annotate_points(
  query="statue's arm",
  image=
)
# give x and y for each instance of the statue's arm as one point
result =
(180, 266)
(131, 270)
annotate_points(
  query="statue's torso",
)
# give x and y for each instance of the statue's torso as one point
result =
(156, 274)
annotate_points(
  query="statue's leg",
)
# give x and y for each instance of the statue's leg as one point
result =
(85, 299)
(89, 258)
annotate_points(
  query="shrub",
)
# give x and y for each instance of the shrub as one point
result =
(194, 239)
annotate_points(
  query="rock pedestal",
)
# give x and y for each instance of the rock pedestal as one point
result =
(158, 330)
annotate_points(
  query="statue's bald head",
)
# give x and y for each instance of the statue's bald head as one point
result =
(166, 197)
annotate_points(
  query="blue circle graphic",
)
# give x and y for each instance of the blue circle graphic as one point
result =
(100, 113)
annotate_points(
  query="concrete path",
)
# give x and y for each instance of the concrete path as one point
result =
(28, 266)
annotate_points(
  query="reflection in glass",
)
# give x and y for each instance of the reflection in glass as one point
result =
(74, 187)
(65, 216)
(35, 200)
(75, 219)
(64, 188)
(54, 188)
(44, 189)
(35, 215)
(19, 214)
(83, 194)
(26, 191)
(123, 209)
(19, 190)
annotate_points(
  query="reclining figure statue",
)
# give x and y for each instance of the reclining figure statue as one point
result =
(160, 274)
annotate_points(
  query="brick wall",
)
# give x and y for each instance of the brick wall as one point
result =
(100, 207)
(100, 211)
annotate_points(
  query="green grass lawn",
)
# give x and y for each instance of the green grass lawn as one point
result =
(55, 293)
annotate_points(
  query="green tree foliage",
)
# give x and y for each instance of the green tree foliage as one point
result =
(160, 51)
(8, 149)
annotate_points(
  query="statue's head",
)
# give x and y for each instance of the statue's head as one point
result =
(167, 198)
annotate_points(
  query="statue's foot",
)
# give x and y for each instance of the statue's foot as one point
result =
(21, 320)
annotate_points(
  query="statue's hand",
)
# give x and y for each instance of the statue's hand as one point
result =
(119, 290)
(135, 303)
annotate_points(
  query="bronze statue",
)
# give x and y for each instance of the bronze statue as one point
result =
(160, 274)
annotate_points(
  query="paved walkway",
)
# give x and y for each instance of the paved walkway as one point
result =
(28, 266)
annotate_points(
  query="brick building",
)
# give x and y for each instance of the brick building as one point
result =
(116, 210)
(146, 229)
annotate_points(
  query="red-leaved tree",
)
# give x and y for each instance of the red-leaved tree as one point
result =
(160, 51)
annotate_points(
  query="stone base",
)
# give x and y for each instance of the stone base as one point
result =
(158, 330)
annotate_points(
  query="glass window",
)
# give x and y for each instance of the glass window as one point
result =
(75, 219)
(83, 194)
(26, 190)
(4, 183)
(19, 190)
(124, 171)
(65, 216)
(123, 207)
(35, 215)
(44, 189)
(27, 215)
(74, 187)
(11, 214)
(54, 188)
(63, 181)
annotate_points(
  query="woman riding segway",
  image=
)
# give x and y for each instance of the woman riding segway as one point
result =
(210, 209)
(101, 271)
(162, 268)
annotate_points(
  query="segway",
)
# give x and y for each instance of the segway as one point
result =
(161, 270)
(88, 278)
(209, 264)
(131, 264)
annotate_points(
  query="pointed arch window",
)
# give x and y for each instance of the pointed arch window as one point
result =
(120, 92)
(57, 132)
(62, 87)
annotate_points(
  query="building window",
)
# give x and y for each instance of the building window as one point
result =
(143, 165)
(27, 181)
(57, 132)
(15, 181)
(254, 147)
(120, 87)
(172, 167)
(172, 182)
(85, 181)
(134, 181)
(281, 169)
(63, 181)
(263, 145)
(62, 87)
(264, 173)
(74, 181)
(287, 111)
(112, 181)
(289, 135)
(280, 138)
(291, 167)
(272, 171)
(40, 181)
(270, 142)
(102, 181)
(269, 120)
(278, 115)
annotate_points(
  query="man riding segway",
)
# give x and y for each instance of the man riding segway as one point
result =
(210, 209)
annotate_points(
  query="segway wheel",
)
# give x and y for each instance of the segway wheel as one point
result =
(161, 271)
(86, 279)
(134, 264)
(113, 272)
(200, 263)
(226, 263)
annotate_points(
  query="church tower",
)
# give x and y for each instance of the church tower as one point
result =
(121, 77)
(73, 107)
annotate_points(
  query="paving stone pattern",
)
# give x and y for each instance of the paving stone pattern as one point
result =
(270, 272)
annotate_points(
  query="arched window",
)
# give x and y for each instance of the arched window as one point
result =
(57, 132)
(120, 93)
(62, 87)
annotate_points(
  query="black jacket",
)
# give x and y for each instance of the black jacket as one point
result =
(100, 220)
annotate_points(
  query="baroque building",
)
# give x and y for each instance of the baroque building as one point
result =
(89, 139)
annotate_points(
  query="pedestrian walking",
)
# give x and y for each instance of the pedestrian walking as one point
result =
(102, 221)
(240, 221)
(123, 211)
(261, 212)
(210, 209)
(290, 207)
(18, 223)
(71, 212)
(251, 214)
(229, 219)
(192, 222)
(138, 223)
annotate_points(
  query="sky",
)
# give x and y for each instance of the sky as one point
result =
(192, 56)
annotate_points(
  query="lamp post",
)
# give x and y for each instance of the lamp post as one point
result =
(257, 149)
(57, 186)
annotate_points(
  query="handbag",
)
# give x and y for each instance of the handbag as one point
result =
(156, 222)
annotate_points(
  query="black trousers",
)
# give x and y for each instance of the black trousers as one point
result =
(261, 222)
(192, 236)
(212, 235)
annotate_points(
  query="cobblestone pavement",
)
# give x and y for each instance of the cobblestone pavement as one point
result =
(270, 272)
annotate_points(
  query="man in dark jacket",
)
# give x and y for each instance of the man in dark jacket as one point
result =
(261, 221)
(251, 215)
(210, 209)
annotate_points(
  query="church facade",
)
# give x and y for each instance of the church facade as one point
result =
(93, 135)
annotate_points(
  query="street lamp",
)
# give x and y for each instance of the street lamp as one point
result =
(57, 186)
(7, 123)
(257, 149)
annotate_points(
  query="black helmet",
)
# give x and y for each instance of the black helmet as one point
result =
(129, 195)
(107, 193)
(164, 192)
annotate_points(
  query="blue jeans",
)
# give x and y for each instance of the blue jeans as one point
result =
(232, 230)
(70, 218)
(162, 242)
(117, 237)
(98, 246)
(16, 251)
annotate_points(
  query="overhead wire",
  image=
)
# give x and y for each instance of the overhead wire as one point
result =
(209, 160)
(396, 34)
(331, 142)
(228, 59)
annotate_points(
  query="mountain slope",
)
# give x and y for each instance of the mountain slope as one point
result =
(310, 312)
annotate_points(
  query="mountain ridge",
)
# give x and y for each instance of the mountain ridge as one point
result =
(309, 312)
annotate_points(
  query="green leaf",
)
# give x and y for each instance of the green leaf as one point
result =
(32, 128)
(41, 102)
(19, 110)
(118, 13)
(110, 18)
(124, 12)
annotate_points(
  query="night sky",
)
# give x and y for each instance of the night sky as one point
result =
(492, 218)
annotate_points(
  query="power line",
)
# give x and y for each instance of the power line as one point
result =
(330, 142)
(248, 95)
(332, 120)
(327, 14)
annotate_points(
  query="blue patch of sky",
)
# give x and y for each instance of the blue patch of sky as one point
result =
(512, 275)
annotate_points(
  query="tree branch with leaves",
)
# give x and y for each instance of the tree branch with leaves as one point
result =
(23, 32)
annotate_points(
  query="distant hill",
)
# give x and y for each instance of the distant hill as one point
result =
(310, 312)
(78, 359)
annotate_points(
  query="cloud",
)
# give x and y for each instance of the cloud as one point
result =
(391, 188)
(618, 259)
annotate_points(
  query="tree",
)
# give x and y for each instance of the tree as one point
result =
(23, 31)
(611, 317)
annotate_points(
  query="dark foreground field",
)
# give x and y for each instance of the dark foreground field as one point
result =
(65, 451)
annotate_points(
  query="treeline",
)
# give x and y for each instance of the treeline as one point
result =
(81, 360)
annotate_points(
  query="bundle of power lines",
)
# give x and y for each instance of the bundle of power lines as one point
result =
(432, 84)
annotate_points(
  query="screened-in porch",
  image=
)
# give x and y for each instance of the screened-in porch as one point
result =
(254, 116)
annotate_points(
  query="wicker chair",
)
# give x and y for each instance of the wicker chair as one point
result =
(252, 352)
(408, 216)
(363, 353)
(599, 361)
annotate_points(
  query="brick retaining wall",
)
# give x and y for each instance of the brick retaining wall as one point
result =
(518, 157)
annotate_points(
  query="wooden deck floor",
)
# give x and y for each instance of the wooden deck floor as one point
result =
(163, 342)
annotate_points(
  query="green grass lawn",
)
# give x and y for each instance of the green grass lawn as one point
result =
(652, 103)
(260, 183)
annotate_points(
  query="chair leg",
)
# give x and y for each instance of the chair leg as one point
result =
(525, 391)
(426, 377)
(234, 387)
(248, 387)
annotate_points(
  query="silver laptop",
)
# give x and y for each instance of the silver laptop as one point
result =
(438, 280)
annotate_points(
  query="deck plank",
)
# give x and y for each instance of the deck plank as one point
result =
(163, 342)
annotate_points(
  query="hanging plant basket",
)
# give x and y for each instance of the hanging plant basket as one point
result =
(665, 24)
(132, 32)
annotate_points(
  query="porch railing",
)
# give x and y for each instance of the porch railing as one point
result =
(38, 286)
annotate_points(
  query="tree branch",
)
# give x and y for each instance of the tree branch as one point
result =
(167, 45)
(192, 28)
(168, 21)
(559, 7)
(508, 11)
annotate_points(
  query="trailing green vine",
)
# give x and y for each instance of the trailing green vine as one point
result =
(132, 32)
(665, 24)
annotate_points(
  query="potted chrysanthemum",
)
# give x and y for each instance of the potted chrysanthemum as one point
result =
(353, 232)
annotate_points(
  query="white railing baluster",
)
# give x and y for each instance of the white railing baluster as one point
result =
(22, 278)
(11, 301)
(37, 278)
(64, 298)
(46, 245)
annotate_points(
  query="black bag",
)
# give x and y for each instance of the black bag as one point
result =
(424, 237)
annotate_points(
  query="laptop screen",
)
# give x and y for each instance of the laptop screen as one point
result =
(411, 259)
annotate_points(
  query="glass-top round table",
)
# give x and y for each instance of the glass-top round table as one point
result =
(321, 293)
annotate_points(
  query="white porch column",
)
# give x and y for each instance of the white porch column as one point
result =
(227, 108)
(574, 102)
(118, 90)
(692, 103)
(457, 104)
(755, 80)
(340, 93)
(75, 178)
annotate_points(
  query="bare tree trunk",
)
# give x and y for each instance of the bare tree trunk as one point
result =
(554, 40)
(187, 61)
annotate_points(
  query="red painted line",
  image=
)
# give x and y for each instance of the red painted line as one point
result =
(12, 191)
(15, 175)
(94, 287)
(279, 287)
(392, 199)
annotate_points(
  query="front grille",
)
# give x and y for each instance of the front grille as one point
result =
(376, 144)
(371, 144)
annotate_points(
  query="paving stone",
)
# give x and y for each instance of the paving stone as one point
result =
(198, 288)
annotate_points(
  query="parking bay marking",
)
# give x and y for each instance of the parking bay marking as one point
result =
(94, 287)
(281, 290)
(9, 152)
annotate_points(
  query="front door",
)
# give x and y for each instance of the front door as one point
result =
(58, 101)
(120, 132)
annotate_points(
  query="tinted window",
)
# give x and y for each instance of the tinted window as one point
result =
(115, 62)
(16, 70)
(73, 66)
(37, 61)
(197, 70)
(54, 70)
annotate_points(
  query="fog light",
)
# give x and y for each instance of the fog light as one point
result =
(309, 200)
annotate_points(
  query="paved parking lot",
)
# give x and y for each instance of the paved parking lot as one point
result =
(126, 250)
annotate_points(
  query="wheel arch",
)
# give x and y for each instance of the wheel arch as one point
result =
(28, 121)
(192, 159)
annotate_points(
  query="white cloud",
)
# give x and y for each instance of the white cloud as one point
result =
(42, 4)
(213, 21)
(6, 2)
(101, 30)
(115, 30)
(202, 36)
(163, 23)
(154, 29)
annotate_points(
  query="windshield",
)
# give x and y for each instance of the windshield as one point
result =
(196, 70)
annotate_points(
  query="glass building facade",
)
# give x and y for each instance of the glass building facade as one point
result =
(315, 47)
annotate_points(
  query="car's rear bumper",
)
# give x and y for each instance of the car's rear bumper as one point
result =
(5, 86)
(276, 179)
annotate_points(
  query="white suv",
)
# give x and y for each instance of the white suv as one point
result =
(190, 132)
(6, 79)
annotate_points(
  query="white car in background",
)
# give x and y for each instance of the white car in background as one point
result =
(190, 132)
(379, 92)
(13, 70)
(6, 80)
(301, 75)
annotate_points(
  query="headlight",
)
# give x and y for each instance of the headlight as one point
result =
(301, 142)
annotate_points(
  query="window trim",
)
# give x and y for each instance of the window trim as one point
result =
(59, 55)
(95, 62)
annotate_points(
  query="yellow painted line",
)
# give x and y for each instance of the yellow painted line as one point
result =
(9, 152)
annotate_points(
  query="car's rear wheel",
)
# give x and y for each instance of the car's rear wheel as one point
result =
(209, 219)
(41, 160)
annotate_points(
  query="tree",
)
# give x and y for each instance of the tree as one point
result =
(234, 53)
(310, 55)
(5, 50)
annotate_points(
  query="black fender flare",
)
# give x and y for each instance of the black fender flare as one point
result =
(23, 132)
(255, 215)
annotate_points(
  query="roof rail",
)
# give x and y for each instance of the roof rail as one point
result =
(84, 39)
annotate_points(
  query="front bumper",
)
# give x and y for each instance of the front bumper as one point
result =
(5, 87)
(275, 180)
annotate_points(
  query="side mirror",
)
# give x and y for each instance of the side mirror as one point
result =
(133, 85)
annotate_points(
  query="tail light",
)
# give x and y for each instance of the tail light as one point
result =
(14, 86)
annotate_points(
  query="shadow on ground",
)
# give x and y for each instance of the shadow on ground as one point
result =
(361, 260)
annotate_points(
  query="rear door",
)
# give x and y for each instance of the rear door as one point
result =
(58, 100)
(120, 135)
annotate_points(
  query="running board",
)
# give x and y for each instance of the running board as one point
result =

------------------------------

Pull out every line in the listing above that contains the word "jeans".

- Response for this exercise:
  query="blue jeans",
# give x and y for each instance of the blue jeans as one point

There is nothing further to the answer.